▸ **CONSIGNE DONNÉE 1**
Décale de 33 chaque coordonnée des points donnés dans les entrées, depuis la ligne qui contient « of the palm » jusqu'à la fin des entrées. Recopie toutes ces lignes et rien d'autre, y compris les lignes de texte, sans les modifier.

▸ **TEXTE DU DOCUMENT**
%%

The Conversation -Le président Donald Trump a signé un décret actant le retrait des États-Unis de l’Accord de Paris. Cette décision soulève un certain nombre de questions sur ses conséquences pour les petits États insulaires africains de l’océan Indien. L’Accord de Paris est un traité international juridiquement contraignant sur le changement climatique. Il est entré en vigueur en novembre 2016 et vise à limiter l’augmentation de la température mondiale en dessous de 2°C par rapport aux niveaux préindustriels.
Le décret « Putting America First in International Environmental Agreements (Mettre l’Amérique d’abord dans les accords environnementaux internationaux) », qui annonce le retrait des États-Unis de cet accord, annule aussi les engagements financiers des États-Unis dans le cadre de la Convention des Nations Unies sur le changement climatique, comme le Fonds vert pour le climat et le Fonds pour les pertes et dommages.
Trump a également démantelé le Bureau américain chargé de la diplomatie climatique, responsable des négociations internationales sur le climat.
À l’Université de Pretoria, notre programme de recherche sur les régions océaniques s’intéresse aux conséquences de ce retrait pour les États insulaires africains comme les Comores, Madagascar, île Maurice et les Seychelles.

%%

▸ **DONNÉES FOURNIES**
%%

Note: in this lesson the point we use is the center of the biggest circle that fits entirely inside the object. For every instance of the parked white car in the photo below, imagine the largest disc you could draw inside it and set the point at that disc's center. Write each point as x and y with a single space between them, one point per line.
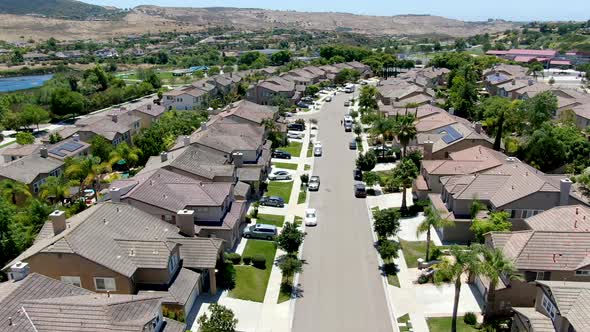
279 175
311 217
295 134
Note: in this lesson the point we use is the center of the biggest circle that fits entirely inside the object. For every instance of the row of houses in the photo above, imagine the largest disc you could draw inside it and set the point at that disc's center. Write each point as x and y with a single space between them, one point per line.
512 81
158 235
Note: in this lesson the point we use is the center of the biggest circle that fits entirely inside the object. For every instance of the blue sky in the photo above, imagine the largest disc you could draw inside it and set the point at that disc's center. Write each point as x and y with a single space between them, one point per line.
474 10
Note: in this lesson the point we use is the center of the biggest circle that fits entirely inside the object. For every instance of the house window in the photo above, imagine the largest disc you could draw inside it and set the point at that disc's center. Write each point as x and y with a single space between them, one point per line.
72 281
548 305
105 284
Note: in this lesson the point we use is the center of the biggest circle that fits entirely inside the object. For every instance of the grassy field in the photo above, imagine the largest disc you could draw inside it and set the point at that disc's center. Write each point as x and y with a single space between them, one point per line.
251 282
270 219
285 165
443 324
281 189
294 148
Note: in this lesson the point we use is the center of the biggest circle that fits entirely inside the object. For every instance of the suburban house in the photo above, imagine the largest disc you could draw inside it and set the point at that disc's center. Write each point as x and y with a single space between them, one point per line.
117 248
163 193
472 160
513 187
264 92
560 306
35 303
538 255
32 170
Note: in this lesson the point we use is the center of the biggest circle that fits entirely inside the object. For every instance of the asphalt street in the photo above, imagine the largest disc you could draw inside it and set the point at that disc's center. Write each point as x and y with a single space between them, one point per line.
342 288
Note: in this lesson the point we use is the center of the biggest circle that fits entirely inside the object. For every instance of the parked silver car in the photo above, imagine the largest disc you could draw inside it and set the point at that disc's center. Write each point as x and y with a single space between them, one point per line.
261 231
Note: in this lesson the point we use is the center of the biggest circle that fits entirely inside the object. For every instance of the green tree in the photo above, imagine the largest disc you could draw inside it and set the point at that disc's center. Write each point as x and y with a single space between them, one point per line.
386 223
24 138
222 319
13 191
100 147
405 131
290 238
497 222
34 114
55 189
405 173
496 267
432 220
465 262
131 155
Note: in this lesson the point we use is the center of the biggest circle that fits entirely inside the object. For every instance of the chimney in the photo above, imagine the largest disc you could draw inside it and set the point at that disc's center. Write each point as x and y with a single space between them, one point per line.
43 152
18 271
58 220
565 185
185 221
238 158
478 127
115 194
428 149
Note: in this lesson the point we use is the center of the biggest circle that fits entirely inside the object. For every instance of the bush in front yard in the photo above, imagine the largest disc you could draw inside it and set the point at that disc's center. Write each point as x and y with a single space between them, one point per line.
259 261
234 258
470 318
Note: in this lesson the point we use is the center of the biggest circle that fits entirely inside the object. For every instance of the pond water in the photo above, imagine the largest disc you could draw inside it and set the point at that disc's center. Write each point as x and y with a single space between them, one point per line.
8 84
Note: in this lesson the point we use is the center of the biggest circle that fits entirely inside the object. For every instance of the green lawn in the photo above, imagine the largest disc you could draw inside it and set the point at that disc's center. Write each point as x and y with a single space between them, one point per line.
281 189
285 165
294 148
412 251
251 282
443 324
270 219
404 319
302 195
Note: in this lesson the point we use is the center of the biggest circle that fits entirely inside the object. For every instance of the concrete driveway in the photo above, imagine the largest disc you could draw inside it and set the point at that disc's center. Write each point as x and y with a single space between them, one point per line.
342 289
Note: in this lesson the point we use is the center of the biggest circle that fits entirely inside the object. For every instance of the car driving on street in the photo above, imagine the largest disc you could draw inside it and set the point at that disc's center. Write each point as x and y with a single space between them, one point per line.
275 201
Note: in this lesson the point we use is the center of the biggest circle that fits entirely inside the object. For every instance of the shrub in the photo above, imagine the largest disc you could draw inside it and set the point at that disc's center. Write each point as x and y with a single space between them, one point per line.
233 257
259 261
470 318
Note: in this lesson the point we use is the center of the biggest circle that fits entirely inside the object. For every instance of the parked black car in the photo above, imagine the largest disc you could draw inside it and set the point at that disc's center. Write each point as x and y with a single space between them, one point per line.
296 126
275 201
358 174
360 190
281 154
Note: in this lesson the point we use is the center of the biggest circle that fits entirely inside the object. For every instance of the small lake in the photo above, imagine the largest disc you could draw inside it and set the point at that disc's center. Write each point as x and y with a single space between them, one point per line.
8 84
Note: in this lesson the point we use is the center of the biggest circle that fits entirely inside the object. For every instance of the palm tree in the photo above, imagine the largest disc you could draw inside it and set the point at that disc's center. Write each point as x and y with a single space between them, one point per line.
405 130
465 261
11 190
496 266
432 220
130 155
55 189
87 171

%%

▸ **CONSIGNE DONNÉE 2**
Rédige la suite du texte sur le retrait des États-Unis de l'Accord de Paris, à partir de sa dernière phrase.

▸ **RÉPONSE RÉDIGÉE 1**
Note: in this lesson the point we use is the center of the biggest circle that fits entirely inside the object. For every instance of the palm tree in the photo above, imagine the largest disc you could draw inside it and set the point at that disc's center. Write each point as x and y with a single space between them, one point per line.
438 163
498 294
44 223
529 299
465 253
163 188
88 222
120 204

▸ **RÉPONSE RÉDIGÉE 2**
Nos travaux précédents sur les États insulaires du Pacifique ont montré que ceux qui étaient négligés par les grandes puissances diversifient leurs alliances. Par exemple, en 2021, les Îles Salomon se sont tournées vers la Chine pour obtenir une aide sécuritaire. Ce qui a alors poussé l’Australie à renforcer son soutien aux îles Salomon jusqu’à fin 2023. De même, en 2018 Fidji s’est rapprochée de la Chine, saluant son leadership climatique. Cette inflexion a incité les États-Unis à prendre davantage en compte les priorités des îles du Pacifique. Dès lors, les États insulaires africains pourraient adopter des stratégies similaires si l’engagement climatique des États-Unis devait rester fluctuant.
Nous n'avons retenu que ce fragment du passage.